* **Exercise inputs**:
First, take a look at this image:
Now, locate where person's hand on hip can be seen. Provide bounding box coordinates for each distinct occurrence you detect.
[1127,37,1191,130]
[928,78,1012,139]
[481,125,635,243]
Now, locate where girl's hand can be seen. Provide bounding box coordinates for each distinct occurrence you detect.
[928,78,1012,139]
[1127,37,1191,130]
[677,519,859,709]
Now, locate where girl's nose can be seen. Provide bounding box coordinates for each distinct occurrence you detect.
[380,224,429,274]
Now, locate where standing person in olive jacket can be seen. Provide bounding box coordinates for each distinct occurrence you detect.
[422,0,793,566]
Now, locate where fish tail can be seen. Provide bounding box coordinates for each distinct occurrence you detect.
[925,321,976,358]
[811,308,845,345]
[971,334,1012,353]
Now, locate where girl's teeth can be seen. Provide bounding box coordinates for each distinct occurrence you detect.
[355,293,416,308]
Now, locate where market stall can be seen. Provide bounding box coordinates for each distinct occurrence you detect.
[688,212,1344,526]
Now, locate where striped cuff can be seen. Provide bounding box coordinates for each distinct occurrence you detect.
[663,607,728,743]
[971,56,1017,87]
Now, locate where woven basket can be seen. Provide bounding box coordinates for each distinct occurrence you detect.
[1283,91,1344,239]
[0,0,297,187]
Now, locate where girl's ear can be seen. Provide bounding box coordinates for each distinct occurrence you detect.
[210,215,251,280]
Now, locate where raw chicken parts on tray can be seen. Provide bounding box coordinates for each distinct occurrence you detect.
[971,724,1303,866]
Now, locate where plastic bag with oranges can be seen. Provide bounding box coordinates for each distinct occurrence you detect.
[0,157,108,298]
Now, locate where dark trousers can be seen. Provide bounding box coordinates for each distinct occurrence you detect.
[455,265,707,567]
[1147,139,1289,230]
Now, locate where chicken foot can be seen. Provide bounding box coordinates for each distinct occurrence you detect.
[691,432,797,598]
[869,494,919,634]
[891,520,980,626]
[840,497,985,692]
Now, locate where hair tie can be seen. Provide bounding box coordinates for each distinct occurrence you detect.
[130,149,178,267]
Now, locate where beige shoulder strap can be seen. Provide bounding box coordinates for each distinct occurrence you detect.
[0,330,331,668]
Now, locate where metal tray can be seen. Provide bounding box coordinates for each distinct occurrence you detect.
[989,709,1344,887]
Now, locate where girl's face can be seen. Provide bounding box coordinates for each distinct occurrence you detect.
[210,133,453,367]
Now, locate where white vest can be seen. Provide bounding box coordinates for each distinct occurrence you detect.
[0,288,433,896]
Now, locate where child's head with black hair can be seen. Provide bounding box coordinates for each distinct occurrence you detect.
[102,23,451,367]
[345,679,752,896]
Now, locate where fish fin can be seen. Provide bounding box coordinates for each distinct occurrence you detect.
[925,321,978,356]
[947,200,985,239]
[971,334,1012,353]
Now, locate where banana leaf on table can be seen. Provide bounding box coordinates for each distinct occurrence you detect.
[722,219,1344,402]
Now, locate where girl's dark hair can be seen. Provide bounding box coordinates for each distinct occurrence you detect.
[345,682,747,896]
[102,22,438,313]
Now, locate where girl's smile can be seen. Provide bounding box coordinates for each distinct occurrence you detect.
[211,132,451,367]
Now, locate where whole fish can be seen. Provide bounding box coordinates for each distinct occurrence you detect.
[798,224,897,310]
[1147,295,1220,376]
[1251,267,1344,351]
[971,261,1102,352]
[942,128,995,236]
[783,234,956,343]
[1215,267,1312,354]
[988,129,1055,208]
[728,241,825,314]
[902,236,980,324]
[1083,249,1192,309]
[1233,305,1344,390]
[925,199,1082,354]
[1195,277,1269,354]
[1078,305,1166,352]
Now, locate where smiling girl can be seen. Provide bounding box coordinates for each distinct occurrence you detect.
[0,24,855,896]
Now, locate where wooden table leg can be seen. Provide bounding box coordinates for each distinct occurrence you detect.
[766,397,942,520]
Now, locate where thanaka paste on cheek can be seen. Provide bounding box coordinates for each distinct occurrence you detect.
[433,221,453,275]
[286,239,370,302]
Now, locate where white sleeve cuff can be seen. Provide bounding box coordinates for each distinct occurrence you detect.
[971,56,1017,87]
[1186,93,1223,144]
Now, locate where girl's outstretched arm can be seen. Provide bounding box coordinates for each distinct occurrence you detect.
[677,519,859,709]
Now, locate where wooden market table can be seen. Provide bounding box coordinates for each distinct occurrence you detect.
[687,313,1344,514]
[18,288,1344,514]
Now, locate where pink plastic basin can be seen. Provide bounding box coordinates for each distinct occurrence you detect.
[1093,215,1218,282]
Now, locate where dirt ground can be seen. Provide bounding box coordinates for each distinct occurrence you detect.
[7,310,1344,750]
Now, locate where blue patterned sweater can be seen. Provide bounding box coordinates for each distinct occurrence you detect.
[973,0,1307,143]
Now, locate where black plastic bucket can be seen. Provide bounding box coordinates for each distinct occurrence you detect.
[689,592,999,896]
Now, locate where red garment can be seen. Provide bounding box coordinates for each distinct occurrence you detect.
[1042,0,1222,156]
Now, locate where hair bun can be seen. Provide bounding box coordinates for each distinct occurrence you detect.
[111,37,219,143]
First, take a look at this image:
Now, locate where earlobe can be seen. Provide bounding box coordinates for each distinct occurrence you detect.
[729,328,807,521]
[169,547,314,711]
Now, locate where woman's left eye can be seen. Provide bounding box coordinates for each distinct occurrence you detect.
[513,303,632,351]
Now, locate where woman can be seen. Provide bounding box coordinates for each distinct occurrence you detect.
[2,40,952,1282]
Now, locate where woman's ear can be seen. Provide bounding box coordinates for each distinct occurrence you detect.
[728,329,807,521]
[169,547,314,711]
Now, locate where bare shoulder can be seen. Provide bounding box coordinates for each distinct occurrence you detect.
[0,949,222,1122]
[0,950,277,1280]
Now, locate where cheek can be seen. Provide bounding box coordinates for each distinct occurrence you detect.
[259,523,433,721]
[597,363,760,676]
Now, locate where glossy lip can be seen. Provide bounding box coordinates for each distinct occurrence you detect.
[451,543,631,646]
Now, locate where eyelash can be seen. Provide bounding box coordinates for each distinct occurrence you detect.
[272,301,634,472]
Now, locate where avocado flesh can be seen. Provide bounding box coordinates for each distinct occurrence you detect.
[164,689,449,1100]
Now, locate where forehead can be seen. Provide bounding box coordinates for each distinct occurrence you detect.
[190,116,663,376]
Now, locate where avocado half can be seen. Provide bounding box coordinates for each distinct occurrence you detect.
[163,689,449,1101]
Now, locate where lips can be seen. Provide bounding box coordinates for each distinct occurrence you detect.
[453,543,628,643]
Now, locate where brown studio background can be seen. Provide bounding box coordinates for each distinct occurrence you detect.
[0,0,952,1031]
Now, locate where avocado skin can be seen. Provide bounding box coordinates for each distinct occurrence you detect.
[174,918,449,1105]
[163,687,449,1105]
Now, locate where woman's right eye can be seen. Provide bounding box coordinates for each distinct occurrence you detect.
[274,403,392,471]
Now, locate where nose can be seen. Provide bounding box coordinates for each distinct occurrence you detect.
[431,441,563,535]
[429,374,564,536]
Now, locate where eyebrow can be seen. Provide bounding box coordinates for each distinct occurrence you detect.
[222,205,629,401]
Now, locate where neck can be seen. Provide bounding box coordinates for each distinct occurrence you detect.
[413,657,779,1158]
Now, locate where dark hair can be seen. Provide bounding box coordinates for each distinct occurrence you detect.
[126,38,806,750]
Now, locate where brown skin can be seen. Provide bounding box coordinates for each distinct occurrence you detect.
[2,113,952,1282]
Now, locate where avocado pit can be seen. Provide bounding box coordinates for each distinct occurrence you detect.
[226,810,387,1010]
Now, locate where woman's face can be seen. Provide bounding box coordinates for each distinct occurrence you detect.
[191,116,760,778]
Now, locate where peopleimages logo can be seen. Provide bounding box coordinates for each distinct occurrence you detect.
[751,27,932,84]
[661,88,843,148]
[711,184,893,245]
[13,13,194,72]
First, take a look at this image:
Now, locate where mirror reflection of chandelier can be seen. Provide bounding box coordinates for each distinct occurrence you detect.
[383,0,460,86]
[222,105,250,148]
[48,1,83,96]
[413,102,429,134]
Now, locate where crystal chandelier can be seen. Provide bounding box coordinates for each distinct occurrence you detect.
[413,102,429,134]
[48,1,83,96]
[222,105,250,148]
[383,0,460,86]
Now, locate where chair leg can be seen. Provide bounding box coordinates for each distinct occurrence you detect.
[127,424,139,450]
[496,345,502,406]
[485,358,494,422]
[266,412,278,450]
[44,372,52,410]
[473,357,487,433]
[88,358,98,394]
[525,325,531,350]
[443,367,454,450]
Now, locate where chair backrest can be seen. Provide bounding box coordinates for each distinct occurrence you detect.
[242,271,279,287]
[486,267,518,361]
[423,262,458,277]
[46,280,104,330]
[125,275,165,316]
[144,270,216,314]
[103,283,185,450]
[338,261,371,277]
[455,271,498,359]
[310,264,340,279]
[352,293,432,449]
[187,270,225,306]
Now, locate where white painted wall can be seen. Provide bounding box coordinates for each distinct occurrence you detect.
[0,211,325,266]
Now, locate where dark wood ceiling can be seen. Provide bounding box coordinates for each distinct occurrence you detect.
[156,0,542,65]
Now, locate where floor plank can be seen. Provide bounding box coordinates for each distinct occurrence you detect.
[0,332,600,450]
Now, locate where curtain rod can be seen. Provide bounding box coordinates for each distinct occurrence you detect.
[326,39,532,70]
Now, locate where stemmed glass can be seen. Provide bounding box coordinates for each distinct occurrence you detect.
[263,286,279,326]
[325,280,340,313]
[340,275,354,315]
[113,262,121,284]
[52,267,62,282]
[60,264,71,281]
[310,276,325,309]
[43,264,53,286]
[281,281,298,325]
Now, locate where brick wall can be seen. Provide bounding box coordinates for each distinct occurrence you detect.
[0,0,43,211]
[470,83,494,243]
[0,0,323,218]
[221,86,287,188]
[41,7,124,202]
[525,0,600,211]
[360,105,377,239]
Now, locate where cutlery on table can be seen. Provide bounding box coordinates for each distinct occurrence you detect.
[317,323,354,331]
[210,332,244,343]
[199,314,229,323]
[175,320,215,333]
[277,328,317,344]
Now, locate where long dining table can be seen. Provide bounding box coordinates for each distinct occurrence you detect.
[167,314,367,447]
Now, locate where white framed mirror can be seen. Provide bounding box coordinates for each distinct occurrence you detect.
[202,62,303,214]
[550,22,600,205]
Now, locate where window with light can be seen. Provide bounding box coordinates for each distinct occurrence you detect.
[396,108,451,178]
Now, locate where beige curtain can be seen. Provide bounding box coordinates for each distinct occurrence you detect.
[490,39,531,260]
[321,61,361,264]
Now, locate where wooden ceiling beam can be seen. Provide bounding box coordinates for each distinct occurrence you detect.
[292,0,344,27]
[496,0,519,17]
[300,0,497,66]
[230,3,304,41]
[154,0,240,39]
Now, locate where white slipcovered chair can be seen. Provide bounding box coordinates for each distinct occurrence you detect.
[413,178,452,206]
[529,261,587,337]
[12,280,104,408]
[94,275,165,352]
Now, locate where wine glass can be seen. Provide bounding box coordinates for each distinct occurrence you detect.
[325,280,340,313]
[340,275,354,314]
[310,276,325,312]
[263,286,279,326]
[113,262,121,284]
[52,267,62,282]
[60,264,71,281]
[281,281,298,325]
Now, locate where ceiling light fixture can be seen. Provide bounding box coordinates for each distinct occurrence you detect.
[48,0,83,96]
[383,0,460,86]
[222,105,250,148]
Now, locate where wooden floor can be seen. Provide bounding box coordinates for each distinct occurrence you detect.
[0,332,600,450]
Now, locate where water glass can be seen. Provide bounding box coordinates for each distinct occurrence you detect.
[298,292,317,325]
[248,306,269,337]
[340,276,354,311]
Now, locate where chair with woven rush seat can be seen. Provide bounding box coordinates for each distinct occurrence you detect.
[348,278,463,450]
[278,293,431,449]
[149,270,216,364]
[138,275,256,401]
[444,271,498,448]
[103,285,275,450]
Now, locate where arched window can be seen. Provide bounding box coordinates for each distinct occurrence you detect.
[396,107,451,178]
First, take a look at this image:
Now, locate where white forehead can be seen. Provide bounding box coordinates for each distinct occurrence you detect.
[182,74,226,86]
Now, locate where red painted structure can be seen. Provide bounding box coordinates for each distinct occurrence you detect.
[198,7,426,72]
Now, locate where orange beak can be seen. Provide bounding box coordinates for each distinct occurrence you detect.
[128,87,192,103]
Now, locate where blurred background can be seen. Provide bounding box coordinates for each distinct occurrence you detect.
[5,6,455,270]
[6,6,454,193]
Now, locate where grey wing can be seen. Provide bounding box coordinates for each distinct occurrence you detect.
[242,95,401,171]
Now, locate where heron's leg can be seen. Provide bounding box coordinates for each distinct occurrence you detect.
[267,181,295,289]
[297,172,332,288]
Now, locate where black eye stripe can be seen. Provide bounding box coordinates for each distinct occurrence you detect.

* **Instructions for the task**:
Rewrite the stretch of the listing from the line containing "Now, locate where eyebrow" through the line containing "[2,113,952,1282]", changing "dark hair" to "black hair" and keeping all else as it stands. Give back only those lines.

* **Final answer**:
Now, locate where eyebrow can be seen. Provide bounding box coordinates for each distinct occurrence you detect.
[222,205,629,401]
Now, locate where neck can be seen. Provide bounding box coordinates for each distinct occurrence you detect.
[413,657,779,1158]
Now, locate where black hair can be seen. Provide bounding box coordinates for each distinct occurrence you detect.
[126,38,806,750]
Now, locate where brown skin can be seen. Provide bounding box coordinates for each distinct occurrence you detect.
[2,113,952,1282]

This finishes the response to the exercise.